**Task objective**
The answer must consist of every line below containing "indicate".

**Data extract**

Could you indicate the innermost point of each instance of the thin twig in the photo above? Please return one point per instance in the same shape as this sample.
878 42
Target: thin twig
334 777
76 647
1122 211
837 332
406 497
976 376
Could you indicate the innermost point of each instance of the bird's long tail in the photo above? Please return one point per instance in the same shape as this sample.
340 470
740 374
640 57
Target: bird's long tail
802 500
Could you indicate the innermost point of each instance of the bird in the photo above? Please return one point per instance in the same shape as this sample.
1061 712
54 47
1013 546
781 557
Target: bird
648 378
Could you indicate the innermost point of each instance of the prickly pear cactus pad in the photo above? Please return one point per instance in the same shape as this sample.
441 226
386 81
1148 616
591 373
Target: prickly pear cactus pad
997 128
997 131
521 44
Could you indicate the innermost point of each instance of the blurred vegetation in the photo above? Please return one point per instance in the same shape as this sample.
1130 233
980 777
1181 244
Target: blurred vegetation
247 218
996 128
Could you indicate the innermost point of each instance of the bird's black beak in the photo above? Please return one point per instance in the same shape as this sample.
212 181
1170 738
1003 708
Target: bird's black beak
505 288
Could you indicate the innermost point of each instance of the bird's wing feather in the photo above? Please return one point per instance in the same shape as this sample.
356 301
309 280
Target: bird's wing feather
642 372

**Reply to the task**
Could you indicate the innermost point of each instance of the thin twig in the photo above? Please return one point per instance in the same shape as this sample.
Could you indicate the innermost point of each instance of the bird's long tail in the photo above? Please return one point per instance in the same shape as this sample.
Could you indicate the innermost point of each instance of the bird in the photo above? Please return one point per instance in the same shape as this sample.
Could you indicate the innermost point of each instance of the prickly pear cactus pad in the photo above? Please return one point per instance in the same shape as this sample.
Could you indicate the innermost point of each instance of the blurred vegetation in the photo above? Please return one point per instance in the same shape as this sample.
Could you indicate the innermost point of each instance of the bird's black beak in the photo above? Please return one point per instance in the same shape as this sample.
Could you indicate the innermost point of each instance of the bird's wing feather in the photo above? Please return one point per instance in the same shape as this sample.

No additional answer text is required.